**Testo fornito**

+++

3.2. Per il resto deve affermarsi che, sebbene in linea di principio valga il rilievo per cui ‘nel contratto di agenzia, quando è in questione non il diritto dell’agente al compenso, ma il corretto adempimento delle sue obbligazioni e in particolare di quella principale di promuovere i contratti, rileva il criterio della diligenza richiesta dalla natura dell’attività esercitata e quindi sotto tale profilo può parlarsi più di un’obbligazione di mezzi che di un’obbligazione di risultato’ ( Cass. Sez. L, Sentenza n.15661 del 12/12/2001), tuttavia il principio non vale laddove -come nel caso di specie- la società agente abbia espressamente assunto l’obbligo di raggiungere i risultati di bilancio via via concordati con la preponente.
In relazione all’obbligo di risultato così assunto, la condotta della società agente se esplicata con diligenza avrebbe dovuto procurare il risultato che era stato individuato come esito della prestazione.
Ciò posto, la Corte di Appello, in assenza di allegazione e prova, da parte della agente, del fatto che il mancato raggiungimento dei budget concordati fosse dovuto a causa ad essa non imputabile (art. 1218 c.c.), avrebbe potuto ritenere la condotta della ricorrente inadempitiva ed integrante gli estremi dell’avvalimento legittimo della clausola risolutiva espressa, da parte della preponente, per il fatto stesso che i ‘budget’ non sono stati raggiunti.

+++

**Record forniti**

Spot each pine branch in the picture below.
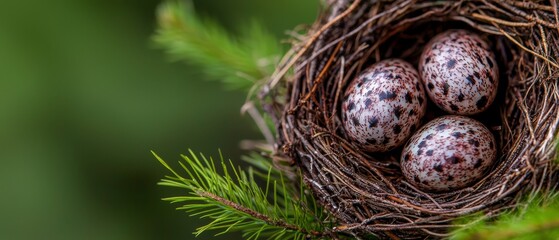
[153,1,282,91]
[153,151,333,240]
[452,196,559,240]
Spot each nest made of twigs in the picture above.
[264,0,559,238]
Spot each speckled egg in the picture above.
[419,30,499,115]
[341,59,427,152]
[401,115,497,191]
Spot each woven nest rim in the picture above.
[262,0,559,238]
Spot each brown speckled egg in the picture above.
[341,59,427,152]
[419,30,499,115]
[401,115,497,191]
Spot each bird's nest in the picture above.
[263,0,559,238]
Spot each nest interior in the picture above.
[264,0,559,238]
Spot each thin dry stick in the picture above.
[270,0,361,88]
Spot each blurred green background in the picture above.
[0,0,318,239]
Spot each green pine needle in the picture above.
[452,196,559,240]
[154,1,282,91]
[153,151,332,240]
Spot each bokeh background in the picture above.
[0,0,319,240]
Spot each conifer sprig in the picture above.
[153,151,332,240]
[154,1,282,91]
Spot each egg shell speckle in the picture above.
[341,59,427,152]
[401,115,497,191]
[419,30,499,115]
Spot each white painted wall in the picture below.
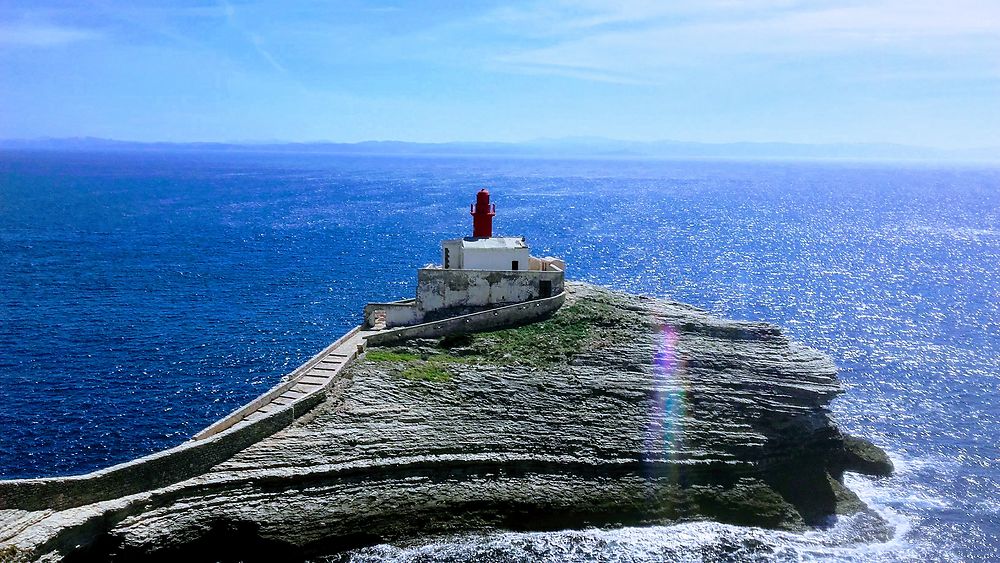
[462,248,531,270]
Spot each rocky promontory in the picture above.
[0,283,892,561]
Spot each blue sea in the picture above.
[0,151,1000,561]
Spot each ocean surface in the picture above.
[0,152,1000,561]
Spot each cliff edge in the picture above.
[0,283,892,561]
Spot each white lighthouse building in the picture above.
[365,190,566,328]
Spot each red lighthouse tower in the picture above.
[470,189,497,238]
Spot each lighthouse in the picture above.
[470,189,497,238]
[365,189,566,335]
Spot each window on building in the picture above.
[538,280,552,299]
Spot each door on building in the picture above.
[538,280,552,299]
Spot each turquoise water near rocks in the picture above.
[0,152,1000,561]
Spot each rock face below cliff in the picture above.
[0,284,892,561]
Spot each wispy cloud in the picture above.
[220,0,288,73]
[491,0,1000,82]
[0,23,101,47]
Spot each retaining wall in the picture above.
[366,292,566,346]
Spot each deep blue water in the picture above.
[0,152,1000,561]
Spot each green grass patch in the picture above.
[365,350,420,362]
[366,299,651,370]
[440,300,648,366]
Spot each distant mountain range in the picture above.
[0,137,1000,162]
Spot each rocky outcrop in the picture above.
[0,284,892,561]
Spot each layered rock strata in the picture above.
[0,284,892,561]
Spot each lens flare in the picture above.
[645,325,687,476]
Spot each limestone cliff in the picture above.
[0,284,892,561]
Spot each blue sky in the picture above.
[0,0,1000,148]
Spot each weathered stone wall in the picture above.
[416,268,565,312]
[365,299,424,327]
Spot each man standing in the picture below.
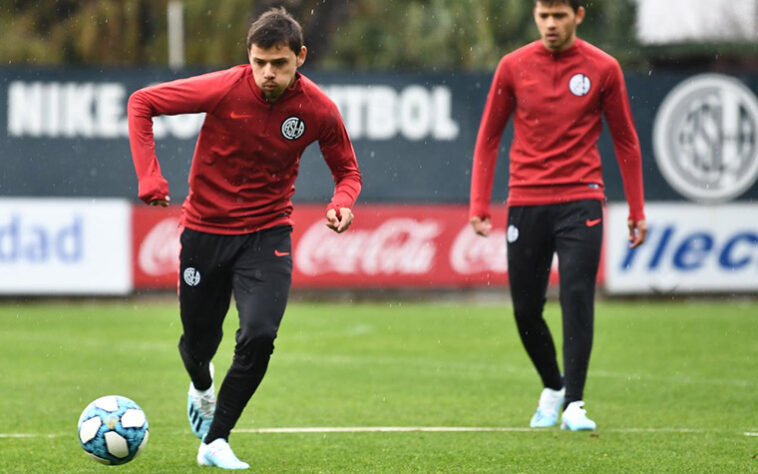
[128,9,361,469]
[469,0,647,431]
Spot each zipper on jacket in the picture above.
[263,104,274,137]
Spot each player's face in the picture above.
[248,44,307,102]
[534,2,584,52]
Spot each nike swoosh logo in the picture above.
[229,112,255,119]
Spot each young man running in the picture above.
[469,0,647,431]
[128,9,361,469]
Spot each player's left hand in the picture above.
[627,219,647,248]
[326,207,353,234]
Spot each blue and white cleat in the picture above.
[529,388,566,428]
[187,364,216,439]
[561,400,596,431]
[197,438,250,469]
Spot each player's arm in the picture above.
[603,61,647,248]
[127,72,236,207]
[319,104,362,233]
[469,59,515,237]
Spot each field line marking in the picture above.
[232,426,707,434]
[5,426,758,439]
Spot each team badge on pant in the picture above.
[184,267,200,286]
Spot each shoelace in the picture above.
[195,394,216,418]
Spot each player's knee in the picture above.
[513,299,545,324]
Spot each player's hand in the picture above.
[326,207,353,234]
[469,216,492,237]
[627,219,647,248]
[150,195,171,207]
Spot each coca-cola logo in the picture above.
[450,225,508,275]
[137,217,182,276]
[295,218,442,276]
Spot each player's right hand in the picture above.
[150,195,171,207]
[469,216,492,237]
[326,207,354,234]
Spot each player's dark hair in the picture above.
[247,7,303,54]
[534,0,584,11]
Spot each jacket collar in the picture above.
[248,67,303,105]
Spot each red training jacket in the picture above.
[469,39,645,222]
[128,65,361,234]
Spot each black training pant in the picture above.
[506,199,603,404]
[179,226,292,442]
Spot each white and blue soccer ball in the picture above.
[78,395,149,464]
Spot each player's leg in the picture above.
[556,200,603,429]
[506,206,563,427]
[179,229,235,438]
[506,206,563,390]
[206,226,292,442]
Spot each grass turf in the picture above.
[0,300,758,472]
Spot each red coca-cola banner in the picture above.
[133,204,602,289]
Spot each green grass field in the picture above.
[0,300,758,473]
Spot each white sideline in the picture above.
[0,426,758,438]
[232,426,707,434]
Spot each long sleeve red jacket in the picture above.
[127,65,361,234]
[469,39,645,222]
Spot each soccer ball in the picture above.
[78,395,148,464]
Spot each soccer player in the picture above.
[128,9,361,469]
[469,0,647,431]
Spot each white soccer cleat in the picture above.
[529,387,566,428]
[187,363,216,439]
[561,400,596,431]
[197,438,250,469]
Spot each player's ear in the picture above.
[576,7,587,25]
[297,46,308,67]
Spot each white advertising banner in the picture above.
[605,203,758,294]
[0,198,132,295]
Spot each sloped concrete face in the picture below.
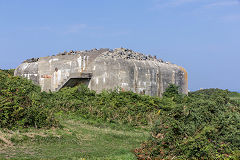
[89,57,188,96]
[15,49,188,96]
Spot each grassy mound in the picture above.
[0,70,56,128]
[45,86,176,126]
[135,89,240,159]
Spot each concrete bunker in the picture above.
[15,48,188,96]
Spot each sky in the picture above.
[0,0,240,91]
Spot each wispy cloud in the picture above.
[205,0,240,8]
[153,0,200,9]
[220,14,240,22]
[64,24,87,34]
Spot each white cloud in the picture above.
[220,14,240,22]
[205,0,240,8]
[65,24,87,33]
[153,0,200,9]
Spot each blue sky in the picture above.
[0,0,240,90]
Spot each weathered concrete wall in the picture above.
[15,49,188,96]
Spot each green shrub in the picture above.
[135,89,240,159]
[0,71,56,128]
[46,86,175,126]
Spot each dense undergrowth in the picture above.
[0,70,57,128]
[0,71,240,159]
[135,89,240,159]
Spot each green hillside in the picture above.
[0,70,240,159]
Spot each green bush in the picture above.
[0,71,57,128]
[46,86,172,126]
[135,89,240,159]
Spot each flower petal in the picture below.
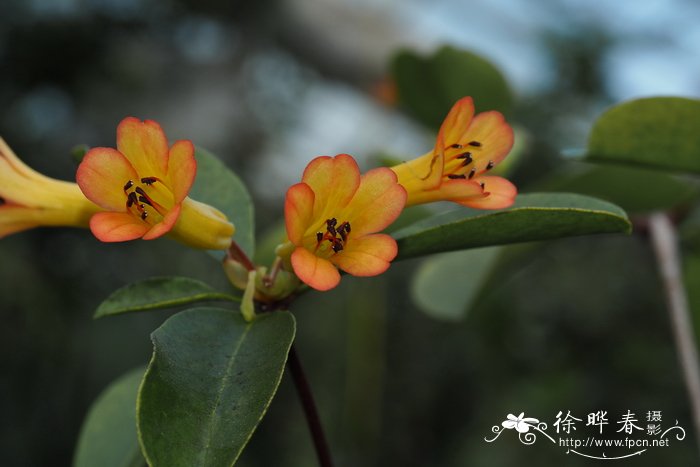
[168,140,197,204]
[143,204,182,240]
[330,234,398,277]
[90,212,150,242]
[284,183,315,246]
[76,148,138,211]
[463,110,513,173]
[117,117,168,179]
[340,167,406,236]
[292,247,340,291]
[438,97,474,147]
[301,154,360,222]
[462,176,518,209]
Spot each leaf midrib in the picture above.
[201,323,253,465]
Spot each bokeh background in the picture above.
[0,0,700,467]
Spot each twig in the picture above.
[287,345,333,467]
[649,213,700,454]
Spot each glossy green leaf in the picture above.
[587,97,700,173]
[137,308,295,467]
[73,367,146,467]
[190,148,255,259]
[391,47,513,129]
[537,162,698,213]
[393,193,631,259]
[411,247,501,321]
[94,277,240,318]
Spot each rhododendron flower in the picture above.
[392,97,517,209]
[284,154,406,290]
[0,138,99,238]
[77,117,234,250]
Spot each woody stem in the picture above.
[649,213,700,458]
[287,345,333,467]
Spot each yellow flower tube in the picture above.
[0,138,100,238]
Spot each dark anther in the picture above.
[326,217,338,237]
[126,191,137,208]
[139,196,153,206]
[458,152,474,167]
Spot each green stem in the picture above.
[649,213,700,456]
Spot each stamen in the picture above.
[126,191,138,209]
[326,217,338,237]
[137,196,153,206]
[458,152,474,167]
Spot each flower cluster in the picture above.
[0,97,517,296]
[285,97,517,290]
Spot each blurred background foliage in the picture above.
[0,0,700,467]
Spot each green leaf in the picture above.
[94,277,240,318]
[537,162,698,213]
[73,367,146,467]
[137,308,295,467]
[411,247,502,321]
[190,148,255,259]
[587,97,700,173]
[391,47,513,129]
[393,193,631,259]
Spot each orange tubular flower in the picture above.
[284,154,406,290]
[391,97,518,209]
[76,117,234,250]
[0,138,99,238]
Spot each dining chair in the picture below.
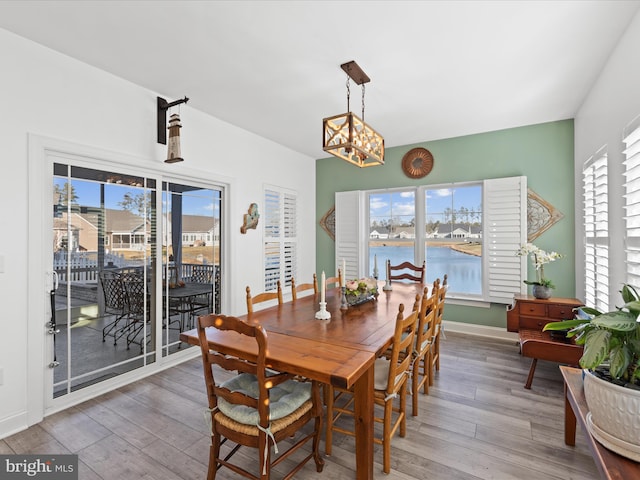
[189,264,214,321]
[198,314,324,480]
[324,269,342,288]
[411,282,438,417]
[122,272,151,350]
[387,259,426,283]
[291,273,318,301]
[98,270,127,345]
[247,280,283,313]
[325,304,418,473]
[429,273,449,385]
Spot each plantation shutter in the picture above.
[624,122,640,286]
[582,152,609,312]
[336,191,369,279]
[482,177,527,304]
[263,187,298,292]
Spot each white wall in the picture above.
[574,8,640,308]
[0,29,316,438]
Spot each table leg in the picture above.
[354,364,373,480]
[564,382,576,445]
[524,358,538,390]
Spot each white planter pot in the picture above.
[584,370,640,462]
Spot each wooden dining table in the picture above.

+++

**Da fare**
Riassumi il testo fornito in due frasi.

**Risposta al compito**
Nel contratto di agenzia l'adempimento dell'agente si valuta in genere secondo la diligenza, come obbligazione di mezzi, ma il principio non vale quando la società agente si è espressamente obbligata a raggiungere i risultati di bilancio concordati con la preponente, come nel caso in esame. In mancanza di allegazione e prova, da parte dell'agente, che il mancato raggiungimento dei budget dipendesse da una causa a essa non imputabile, la Corte di Appello avrebbe potuto ritenere la sua condotta inadempiente e legittimo il ricorso della preponente alla clausola risolutiva espressa, per il solo fatto che i budget non sono stati raggiunti.